**Supplied entries**:
——

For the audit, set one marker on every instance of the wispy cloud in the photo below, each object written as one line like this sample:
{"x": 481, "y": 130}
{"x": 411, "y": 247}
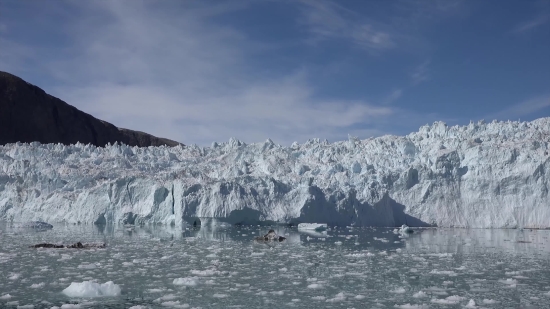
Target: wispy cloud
{"x": 531, "y": 24}
{"x": 421, "y": 73}
{"x": 525, "y": 108}
{"x": 176, "y": 74}
{"x": 328, "y": 20}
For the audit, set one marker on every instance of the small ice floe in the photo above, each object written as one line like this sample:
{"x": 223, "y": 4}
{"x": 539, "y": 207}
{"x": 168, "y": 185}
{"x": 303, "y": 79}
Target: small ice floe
{"x": 451, "y": 300}
{"x": 409, "y": 306}
{"x": 405, "y": 229}
{"x": 337, "y": 298}
{"x": 77, "y": 245}
{"x": 471, "y": 304}
{"x": 420, "y": 294}
{"x": 312, "y": 226}
{"x": 39, "y": 225}
{"x": 92, "y": 289}
{"x": 188, "y": 281}
{"x": 399, "y": 291}
{"x": 270, "y": 236}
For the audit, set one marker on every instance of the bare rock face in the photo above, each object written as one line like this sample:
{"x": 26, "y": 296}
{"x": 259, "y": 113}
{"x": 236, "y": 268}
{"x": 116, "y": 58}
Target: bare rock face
{"x": 28, "y": 114}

——

**Activity**: The material above is to be transcribed exactly, with its images omitted.

**Output below**:
For the audit, set one marker on every instance of the wispy cloud in the photo below, each object written as one line like this sample:
{"x": 481, "y": 130}
{"x": 411, "y": 247}
Target: wispy cloud
{"x": 531, "y": 24}
{"x": 421, "y": 73}
{"x": 525, "y": 108}
{"x": 176, "y": 74}
{"x": 328, "y": 20}
For the audit, set one marker on every instance of the small ice floe in the photo above, each object written as one line like this sample:
{"x": 223, "y": 4}
{"x": 539, "y": 207}
{"x": 168, "y": 185}
{"x": 303, "y": 79}
Target: small ice floe
{"x": 451, "y": 300}
{"x": 409, "y": 306}
{"x": 405, "y": 229}
{"x": 337, "y": 298}
{"x": 77, "y": 245}
{"x": 471, "y": 304}
{"x": 420, "y": 294}
{"x": 312, "y": 226}
{"x": 39, "y": 225}
{"x": 92, "y": 289}
{"x": 188, "y": 281}
{"x": 399, "y": 291}
{"x": 270, "y": 236}
For the audit, set one marker on every instance of the bare rock face in the photo above, each object written as one line like this sample:
{"x": 26, "y": 296}
{"x": 259, "y": 113}
{"x": 236, "y": 268}
{"x": 116, "y": 58}
Target: bare rock face
{"x": 28, "y": 114}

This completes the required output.